■ Problem details ■
Reproduce each of the following records line for line, with nothing altered.

■ Data entries ■
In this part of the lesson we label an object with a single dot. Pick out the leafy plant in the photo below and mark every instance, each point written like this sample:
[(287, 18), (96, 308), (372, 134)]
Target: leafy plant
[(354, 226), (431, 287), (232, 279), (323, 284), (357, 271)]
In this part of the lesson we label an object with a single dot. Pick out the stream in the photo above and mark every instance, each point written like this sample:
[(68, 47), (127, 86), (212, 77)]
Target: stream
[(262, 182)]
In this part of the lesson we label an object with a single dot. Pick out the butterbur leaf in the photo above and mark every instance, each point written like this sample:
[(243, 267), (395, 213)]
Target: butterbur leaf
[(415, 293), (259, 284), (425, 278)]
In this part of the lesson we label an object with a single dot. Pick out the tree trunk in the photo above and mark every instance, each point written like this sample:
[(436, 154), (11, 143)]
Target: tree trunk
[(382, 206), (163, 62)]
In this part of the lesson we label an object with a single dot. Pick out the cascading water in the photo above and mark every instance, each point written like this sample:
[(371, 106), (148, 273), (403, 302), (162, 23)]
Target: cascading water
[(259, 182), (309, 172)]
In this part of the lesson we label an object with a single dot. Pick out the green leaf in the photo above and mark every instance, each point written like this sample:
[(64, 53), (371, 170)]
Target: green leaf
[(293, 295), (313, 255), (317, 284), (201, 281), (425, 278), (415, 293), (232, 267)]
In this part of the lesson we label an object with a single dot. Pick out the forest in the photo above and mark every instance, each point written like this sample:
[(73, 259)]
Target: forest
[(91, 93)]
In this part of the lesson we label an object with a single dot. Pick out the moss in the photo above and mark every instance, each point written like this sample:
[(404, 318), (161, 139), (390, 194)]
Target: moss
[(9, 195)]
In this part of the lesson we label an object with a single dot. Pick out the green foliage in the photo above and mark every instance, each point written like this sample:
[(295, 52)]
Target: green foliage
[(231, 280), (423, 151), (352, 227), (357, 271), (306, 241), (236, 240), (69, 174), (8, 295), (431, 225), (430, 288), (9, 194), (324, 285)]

■ Task answer ■
In this part of the lesson we label an object with a single dot. Pick out the leafy plant in the photo below and mark every instance, each point written like this sample:
[(287, 18), (96, 308), (372, 134)]
Target: leafy plant
[(354, 226), (431, 287), (232, 279), (323, 284), (357, 271)]
In this part of the lesson we label an object with a single dot. Pick out the stream in the photo above and mark every instance, each point written like this sample:
[(68, 47), (127, 86), (212, 77)]
Target: stream
[(262, 182)]
In this part of the lesson we label an object with a single dot. Pick out the butterbur leaf in the photo above and mark every instance, each point written like this sample:
[(243, 267), (395, 213)]
Target: butterbur leaf
[(415, 293), (259, 284), (425, 278)]
In this part of the lesson we label an object with a single dot. Pick out the tree trunk in the photo above and mark every instance, each point written like this sample:
[(436, 154), (11, 143)]
Target: tree trunk
[(382, 206), (163, 62)]
In this part of the lesson we label an object with a single dot. Pick out the cascading water in the photo above and mark every instance, each point written like this sample:
[(371, 106), (148, 273), (403, 302), (162, 23)]
Target: cascading water
[(259, 182), (309, 172)]
In this part of the lesson we label an object with a single dot. Pick out the green leaf in the photo above and mark every instance, each point written like this sample:
[(64, 53), (371, 170)]
Target: green leaf
[(293, 295), (313, 255), (317, 284), (201, 281), (425, 278), (415, 293), (232, 267)]
In this part of the lesson we label an object with a single dot. Pick out the forest in the photo above and mark every instance, each point written like this sample:
[(73, 259)]
Target: forest
[(91, 93)]
In this part of the lesson we label an object with a single dot. Pick out the moss in the photo above and mark every instance, each point written like this sample:
[(404, 318), (161, 139), (390, 194)]
Target: moss
[(9, 195)]
In this part of the lesson we label an object with a single dot. Pick out the green foliage in the photo above and mark every instance, each point written like this sample:
[(295, 52)]
Target: green foliage
[(231, 280), (423, 151), (352, 227), (357, 271), (306, 241), (236, 240), (69, 174), (8, 295), (431, 225), (430, 288), (9, 194), (324, 285)]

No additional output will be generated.